▸ Given text:
# Innova Large Breed Puppy food



## mrezkill (Apr 9, 2010)

Ok, so I'm hoping this question is different enough to not be considered repetitive lol.

I feed my 5 month old Innova LB Puppy, but I was thinking about mixing in Orijen LB Puppy food along with it (just to mix it up so he doesn't get bored of the same thing). Would there be any advantage to doing this? I would like to switch to just Orijen once he's an adult, but for now it'll be Innova or Innova+Orijen.

Thoughts?


----------



## DianaB (Jan 3, 2007)

I do mix two dry foods. I do it because the Innova by itself is too rich for Siena, but she does well as far as keeping her weight on, etc. Then I tried GreatLife Buffalo because it was another option, and her poos were great, but she couldn't eat enough to keep her weight on. Now I do a 50/50 and it works well. She gets the calories and I get the good poos to pick up


----------



## The Judge (Mar 26, 2010)

I switched from innova to orijen. It was a very easy switch. Main reason was the selling of innova to P&G


----------



## KG K9 (Dec 8, 2009)

uuuugh cuss words

I just read about Innova selling out to P&G and instantly came here to rant.

Glad it is circulating already. And I loved Innova..>Deebo is doing sooo well on it and I tell everyone about it. Now this.

Looks like I may go with BB. We don't have Orijen where I live...at least I haven't seen it yet.

We have Merrick, Solid Gold, BB, Wellness, TOTW, Canidae(Diamond), and Artemis.


----------



## My GSD (May 17, 2010)

So many brands, I am overwhelmed lol...


----------



## ZAYDA (Apr 22, 2010)

I always heard it's better not to feed puppy food just start them on adult because puppy food has to much protein and calories and your puppy will grow to fast which can cause other unwanted health issues.

So many brands, I am overwhelmed lol... 
I also feel after all my research Orijen is the best kibble made but there are other good foods for less money that would be fine but if money is not a problem Orijen would be my choice of course your dog has to do well on it of course.


----------



## Lucy Dog (Aug 10, 2008)

Are you doing this because he is getting bored of the innova or are you just worried that he'll get bored with innova? It sounds like you're doing this as a precaution.

If you're doing this because you think he'll get bored of the innova, what makes you think he won't get bored of the innova and orijen mix? 

Ever heard the expression, if it ain't broke, don't fix it. I think that kind of applies here.

Now i've been feeding Lucy the innova adult formula without any kind of change other than her wet stuff and she never got bored of it. Now I'm going to switch from Innova to Orijen soon, but it has nothing to do with her being bored of the food.


----------



## KG K9 (Dec 8, 2009)

if Orijen is grain free...the high calcium will be bad for a pup. (based on my research)

Also, from my research, I've found that you should be feeding a puppy LBP formula so that they DON'T grow too fast.

Of course all of this info. could be wrong.


----------



## ZAYDA (Apr 22, 2010)

Also, from my research, I've found that you should be feeding a puppy LBP formula so that they DON'T grow too fast.

Of course all of this info. could be wrong. __________________

As well as I could be wrong also... I am just learning all about this stuff myself.


----------



## mrezkill (Apr 9, 2010)

Lucy Dog said:


> Are you doing this because he is getting bored of the innova or are you just worried that he'll get bored with innova? It sounds like you're doing this as a precaution.

▸ Directions for this task: Continue the forum thread about Innova large breed puppy food, picking up right after its last line. The records play no part in this exercise.

▸ Records provided:
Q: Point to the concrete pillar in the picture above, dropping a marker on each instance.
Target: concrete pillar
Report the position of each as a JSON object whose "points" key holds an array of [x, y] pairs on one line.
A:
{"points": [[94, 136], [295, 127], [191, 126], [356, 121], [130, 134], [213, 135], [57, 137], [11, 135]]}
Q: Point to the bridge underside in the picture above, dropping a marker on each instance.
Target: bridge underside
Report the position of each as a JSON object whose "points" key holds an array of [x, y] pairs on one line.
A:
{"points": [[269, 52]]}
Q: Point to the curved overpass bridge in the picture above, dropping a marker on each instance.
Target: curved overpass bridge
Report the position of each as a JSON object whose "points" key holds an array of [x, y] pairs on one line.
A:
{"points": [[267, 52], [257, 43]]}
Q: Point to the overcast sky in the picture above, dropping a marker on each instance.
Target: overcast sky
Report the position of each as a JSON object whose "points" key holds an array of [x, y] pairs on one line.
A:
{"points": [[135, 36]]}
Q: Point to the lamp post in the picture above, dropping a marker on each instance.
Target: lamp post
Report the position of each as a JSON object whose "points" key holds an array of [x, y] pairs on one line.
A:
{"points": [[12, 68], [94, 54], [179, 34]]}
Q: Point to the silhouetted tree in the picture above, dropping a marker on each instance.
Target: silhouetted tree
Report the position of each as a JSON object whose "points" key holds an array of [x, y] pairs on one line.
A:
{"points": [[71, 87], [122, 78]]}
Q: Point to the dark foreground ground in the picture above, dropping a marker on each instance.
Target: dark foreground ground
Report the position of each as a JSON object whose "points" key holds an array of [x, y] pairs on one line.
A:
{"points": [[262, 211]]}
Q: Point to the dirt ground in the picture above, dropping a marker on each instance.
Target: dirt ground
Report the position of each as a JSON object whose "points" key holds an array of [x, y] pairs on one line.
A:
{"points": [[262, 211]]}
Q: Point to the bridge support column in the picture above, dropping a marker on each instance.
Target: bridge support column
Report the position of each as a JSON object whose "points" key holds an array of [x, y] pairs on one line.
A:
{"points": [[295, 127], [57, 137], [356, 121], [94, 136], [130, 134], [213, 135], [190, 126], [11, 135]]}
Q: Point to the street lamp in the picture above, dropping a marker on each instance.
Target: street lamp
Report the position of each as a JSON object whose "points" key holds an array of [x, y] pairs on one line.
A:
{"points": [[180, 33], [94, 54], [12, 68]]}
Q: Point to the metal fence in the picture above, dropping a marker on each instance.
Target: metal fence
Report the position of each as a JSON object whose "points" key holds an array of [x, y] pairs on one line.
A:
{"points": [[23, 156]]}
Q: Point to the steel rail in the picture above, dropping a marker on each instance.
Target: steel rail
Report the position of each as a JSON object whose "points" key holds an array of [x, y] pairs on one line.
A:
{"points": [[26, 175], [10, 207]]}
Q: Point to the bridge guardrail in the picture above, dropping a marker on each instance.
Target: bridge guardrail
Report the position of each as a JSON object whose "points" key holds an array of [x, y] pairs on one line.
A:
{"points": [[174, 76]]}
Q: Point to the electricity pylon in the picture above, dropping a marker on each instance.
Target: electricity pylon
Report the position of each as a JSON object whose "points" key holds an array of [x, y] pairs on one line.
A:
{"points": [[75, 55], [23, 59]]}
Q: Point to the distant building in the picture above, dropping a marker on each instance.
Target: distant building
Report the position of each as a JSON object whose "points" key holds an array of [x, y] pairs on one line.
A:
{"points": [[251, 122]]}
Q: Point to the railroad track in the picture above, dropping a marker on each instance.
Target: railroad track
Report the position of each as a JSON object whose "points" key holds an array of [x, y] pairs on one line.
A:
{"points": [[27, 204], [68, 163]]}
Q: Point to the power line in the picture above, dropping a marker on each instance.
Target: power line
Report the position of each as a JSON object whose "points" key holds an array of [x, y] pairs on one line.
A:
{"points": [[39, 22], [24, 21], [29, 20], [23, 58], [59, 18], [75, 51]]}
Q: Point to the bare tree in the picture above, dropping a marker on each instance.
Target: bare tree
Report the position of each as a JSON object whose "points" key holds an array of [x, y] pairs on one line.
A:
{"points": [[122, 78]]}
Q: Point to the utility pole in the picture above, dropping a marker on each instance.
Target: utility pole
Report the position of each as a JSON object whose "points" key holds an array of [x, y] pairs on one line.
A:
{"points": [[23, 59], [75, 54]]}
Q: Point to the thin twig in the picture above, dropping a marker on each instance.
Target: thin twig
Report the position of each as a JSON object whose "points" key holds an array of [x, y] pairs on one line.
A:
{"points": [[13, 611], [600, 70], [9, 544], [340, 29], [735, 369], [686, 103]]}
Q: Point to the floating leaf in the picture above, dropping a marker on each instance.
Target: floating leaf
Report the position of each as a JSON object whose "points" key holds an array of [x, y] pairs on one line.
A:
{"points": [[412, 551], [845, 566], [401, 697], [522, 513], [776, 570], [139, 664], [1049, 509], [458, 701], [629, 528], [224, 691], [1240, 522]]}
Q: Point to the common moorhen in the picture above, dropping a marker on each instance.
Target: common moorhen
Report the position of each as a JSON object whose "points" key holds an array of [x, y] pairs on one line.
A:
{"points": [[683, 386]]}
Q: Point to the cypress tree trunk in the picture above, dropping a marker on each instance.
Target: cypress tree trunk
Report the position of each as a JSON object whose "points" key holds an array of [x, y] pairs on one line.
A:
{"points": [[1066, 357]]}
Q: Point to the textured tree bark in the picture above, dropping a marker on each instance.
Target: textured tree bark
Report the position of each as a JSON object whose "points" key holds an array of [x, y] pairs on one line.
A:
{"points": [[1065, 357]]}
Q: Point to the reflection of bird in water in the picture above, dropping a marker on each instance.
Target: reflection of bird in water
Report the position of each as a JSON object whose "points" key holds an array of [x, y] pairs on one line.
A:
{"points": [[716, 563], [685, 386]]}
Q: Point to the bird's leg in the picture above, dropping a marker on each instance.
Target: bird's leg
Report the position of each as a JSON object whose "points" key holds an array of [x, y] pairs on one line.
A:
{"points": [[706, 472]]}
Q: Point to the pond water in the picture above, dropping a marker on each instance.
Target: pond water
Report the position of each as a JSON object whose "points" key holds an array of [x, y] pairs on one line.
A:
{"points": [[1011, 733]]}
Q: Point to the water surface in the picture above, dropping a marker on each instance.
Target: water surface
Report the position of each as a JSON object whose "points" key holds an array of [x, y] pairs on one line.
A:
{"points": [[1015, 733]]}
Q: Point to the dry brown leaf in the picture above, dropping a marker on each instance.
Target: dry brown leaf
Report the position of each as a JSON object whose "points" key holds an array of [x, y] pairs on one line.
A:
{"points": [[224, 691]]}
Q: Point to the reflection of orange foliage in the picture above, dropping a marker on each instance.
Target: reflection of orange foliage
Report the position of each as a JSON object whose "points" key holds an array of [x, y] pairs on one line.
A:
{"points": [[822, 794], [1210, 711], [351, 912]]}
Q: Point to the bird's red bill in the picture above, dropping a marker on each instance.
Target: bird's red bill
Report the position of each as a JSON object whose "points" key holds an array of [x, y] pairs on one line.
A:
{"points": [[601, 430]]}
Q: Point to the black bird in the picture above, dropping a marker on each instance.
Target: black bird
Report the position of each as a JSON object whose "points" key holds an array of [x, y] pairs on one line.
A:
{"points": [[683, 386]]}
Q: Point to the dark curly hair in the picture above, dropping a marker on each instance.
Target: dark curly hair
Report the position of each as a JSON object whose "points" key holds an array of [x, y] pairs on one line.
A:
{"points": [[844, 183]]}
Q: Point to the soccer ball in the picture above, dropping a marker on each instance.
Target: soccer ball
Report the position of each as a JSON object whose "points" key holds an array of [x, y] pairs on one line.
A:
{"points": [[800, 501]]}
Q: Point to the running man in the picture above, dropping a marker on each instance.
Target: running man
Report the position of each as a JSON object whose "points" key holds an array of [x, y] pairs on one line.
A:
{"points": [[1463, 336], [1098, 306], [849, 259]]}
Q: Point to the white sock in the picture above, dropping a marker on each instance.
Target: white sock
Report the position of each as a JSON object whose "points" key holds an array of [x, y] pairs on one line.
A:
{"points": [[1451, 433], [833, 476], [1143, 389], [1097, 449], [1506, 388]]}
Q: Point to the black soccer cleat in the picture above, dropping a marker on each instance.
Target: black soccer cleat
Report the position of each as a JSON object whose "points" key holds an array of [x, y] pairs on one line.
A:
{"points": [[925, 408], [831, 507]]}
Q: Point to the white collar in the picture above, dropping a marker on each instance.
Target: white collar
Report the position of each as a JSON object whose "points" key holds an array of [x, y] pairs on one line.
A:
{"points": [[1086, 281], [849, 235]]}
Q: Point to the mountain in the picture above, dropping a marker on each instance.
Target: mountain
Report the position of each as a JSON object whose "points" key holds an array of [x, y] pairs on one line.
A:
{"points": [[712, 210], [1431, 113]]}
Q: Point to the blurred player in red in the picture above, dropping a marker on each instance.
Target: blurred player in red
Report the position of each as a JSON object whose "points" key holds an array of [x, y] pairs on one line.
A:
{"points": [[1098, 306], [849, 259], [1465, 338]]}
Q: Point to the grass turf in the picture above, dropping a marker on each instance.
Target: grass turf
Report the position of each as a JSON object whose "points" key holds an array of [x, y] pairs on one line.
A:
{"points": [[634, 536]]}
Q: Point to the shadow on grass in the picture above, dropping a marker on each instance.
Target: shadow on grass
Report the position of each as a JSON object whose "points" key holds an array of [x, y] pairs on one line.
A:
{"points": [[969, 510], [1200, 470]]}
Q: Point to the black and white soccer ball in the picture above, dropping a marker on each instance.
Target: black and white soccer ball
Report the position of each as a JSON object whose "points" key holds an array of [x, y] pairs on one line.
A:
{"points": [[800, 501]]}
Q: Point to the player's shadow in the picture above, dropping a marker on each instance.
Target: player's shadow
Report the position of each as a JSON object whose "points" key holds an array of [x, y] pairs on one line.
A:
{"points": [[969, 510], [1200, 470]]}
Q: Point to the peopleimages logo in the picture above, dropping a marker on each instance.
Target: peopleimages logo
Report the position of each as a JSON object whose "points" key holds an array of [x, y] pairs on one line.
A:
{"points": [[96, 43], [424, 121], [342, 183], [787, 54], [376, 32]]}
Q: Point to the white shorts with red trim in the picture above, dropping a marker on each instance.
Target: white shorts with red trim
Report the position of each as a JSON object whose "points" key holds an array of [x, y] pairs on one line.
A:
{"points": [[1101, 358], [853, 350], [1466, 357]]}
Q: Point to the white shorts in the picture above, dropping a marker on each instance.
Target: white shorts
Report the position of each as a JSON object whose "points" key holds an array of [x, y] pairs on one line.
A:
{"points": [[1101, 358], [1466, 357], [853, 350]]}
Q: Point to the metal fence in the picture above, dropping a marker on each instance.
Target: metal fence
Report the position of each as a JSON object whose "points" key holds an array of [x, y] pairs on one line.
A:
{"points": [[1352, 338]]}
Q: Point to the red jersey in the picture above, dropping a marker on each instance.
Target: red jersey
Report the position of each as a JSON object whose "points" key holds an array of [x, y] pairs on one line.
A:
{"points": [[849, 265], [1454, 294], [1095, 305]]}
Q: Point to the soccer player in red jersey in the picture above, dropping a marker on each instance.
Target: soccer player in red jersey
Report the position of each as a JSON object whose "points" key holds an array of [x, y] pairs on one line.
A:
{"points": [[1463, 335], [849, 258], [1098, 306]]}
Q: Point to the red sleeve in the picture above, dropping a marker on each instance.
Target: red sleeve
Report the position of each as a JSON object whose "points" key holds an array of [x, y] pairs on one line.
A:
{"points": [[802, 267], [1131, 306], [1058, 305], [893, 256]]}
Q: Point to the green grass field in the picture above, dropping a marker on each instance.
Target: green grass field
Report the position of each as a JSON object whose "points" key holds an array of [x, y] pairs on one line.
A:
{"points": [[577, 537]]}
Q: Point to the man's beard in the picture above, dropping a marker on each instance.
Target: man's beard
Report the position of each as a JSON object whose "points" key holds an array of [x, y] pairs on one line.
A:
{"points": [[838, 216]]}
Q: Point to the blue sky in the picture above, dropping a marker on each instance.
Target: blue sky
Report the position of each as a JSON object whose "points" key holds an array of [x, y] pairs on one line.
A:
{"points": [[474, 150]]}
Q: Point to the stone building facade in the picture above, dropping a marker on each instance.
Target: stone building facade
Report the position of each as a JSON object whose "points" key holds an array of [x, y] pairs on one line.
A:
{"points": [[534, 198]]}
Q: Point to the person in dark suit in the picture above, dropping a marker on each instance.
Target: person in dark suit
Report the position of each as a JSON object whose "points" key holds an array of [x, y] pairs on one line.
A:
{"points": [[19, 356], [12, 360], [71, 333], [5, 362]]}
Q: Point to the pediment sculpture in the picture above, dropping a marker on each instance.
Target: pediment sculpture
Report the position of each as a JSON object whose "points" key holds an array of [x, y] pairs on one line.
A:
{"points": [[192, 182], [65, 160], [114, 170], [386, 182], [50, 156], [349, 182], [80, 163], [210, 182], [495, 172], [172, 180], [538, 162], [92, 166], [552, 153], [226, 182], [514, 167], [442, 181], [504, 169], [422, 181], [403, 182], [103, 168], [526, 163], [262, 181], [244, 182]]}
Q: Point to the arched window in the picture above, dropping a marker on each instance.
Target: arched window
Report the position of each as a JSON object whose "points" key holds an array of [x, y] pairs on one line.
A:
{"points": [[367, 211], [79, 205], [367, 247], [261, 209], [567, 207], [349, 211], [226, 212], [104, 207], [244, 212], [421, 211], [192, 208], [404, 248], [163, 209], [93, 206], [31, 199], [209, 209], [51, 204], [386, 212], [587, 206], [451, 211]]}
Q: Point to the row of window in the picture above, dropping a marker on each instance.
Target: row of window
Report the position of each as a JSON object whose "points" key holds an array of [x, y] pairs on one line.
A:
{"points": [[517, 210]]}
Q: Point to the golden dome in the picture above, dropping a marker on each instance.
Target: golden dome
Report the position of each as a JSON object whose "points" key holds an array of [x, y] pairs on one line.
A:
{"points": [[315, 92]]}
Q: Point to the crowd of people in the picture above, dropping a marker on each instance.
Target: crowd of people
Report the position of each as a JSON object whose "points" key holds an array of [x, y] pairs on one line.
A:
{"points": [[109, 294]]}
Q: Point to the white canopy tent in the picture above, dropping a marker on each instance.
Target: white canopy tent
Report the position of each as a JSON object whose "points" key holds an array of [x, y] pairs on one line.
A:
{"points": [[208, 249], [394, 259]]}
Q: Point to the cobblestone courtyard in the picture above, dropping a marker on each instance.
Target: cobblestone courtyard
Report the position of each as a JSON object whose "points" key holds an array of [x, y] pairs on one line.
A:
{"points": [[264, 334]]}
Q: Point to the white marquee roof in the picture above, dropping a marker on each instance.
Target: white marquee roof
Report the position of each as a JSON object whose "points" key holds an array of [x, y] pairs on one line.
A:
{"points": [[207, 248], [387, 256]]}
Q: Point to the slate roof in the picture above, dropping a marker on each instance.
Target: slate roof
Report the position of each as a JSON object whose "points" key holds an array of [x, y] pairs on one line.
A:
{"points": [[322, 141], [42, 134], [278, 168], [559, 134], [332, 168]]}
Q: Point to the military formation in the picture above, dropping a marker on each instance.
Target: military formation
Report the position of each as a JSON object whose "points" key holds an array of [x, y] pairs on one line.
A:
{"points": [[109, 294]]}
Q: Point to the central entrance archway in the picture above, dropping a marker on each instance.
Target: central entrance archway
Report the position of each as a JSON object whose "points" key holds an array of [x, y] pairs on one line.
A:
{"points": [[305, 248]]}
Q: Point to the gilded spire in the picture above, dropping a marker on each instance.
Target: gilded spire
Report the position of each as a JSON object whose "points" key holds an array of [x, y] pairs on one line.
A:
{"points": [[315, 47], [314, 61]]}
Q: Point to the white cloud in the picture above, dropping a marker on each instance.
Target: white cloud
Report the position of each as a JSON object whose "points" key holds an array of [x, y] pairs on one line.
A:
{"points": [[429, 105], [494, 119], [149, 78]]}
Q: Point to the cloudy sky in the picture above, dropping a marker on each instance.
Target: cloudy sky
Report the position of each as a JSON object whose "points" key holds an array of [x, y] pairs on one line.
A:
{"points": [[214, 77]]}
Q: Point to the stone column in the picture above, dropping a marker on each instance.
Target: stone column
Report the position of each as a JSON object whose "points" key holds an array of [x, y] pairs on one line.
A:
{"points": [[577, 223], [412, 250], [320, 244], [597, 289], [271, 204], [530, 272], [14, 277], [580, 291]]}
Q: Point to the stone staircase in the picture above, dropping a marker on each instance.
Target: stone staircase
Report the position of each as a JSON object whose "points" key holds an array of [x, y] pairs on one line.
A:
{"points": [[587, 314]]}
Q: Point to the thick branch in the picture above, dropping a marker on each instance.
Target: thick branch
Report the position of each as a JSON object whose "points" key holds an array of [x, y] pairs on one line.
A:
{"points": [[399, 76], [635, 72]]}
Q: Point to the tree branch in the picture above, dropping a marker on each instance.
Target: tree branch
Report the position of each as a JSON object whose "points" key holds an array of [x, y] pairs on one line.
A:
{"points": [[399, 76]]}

▸ Exercise response:
> 
> If you're doing this because you think he'll get bored of the innova, what makes you think he won't get bored of the innova and orijen mix?
> 
> ...


I just want to feed him the best food I can. The only reason why he's not on Orijen right now is the concern about the protein content. I've heard so many conflicting things about it that I decided to go with Innova. Once he's full grown there's no question about it, but I'm still on the fence about it as a puppy.


----------



## Lucy Dog (Aug 10, 2008)

KG K9 said:


> if Orijen is grain free...the high calcium will be bad for a pup. (based on my research)
> 
> Also, from my research, I've found that you should be feeding a puppy LBP formula so that they DON'T grow too fast.
> 
> Of course all of this info. could be wrong.


You're correct - orijen is grain free and most grain free formulas have too much calcium for large breed puppies.

Orijen is the exception to the rule. They makes a LBP formula with adequate calcium levels for a large breed puppy, so the Orijen LBP is fine for a GSD puppy.

Large breed Puppy formulas = fine for GSD pups
Puppy formulas = not good for GSD pups


----------



## Lucy Dog (Aug 10, 2008)

mrezkill said:


> I just want to feed him the best food I can. The only reason why he's not on Orijen right now is the concern about the protein content. I've heard so many conflicting things about it that I decided to go with Innova. Once he's full grown there's no question about it, but I'm still on the fence about it as a puppy.


Its not the protein that's the issue - it's the calcium that you need to watch out for. Orijen LBP is a great, if not the absolute best, kibble diet for a GSD puppy. There are plenty of people here who feed it to their pups. 

My advice is to switch him completely off the innova and on to the Orijen LBP now especially since it's a food you plan on feeding in the future.


----------



## sagelfn (Aug 13, 2009)

KG K9 said:


> uuuugh cuss words
> 
> I just read about Innova selling out to P&G and instantly came here to rant.
> 
> ...


here is the thread about the P&G purchase http://www.germanshepherds.com/forum/diet-nutrition/135176-natura-bought-proctor-gamble.html

Orijen has added a lot of new stores to their lists (I imagine more will come soon with the P&G purchase) Orijen


----------



## ElvisP (May 19, 2010)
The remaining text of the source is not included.